§ Task details
Please find every line in the entries below that contains the string "jacket", and copy it.

§ Exercise inputs
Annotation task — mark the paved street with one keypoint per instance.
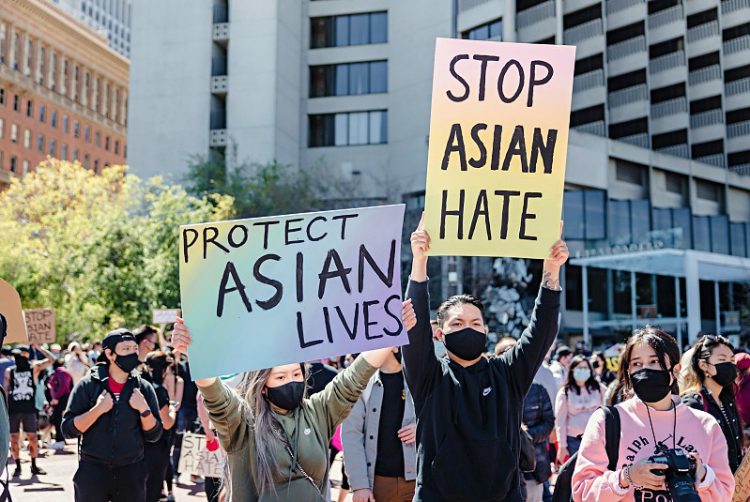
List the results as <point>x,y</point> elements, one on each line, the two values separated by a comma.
<point>57,484</point>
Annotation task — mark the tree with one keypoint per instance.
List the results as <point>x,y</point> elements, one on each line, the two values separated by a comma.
<point>100,249</point>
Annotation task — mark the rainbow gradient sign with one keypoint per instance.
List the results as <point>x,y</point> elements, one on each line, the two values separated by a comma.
<point>498,144</point>
<point>263,292</point>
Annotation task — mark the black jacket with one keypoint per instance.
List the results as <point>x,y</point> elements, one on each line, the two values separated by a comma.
<point>539,419</point>
<point>468,419</point>
<point>116,438</point>
<point>732,430</point>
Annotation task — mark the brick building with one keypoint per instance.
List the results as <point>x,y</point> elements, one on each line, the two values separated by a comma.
<point>63,91</point>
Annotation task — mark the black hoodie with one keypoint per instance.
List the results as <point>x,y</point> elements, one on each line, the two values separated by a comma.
<point>116,438</point>
<point>468,419</point>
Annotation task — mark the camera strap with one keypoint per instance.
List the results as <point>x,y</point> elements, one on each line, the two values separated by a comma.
<point>674,426</point>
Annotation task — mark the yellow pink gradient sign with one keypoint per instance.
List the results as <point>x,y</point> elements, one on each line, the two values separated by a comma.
<point>263,292</point>
<point>498,143</point>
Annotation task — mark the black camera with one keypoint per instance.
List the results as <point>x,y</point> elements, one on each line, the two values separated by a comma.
<point>679,476</point>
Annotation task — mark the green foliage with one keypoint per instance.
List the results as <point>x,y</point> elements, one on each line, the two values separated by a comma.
<point>101,250</point>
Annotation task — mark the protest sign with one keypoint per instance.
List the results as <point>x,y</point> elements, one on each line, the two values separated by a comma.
<point>10,307</point>
<point>40,325</point>
<point>263,292</point>
<point>498,144</point>
<point>195,459</point>
<point>165,316</point>
<point>742,477</point>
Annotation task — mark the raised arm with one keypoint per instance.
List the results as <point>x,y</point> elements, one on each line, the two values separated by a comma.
<point>420,362</point>
<point>527,355</point>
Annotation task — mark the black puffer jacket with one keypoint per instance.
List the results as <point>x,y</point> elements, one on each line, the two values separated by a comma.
<point>116,438</point>
<point>539,419</point>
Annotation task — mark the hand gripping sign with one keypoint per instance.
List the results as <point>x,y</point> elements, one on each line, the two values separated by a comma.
<point>263,292</point>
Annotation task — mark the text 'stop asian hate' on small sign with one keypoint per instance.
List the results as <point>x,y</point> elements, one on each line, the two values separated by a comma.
<point>498,145</point>
<point>262,292</point>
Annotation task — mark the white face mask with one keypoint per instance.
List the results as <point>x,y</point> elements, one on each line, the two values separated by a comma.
<point>581,374</point>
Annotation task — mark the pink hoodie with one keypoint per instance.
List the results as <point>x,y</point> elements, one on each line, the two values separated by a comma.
<point>696,431</point>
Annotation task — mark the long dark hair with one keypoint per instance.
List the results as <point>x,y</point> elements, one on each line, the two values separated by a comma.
<point>666,349</point>
<point>592,384</point>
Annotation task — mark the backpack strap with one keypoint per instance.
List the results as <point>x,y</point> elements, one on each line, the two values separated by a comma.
<point>612,428</point>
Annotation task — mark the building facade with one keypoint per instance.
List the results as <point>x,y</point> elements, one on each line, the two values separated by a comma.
<point>109,18</point>
<point>63,92</point>
<point>660,118</point>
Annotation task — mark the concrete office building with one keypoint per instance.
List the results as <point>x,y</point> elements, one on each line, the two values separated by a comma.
<point>63,92</point>
<point>109,18</point>
<point>657,157</point>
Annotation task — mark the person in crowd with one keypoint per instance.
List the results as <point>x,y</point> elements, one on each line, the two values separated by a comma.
<point>60,385</point>
<point>211,485</point>
<point>20,383</point>
<point>115,413</point>
<point>76,362</point>
<point>579,398</point>
<point>146,338</point>
<point>468,407</point>
<point>157,454</point>
<point>652,422</point>
<point>713,391</point>
<point>559,367</point>
<point>742,360</point>
<point>601,371</point>
<point>276,439</point>
<point>95,352</point>
<point>379,438</point>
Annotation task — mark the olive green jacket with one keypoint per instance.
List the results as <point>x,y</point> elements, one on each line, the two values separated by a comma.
<point>308,428</point>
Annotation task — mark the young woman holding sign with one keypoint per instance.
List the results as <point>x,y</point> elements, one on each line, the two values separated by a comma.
<point>276,439</point>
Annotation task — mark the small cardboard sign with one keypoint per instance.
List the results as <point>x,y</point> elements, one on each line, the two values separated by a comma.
<point>10,307</point>
<point>165,316</point>
<point>196,459</point>
<point>40,325</point>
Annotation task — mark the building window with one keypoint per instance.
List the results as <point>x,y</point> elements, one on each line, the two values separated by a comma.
<point>356,29</point>
<point>347,129</point>
<point>488,31</point>
<point>349,79</point>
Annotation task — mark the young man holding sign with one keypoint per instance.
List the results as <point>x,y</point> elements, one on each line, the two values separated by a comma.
<point>468,408</point>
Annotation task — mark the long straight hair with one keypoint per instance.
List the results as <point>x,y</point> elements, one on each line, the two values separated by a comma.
<point>266,429</point>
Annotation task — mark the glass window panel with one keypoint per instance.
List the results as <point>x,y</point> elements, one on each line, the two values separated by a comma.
<point>378,76</point>
<point>359,29</point>
<point>594,214</point>
<point>720,234</point>
<point>702,233</point>
<point>359,78</point>
<point>378,28</point>
<point>342,80</point>
<point>342,31</point>
<point>375,127</point>
<point>358,128</point>
<point>573,215</point>
<point>640,219</point>
<point>738,239</point>
<point>342,129</point>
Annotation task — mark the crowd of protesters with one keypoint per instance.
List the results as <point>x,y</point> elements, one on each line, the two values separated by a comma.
<point>441,418</point>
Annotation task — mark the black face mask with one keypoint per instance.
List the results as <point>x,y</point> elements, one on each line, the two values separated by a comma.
<point>288,396</point>
<point>651,386</point>
<point>466,343</point>
<point>725,373</point>
<point>127,363</point>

§ Task answer
Annotation task — mark the black jacket with one keypoint per instance.
Annotation task — mark the black puffer jacket with one keypoint per instance.
Annotation task — mark the olive green jacket with one keypoint per instance.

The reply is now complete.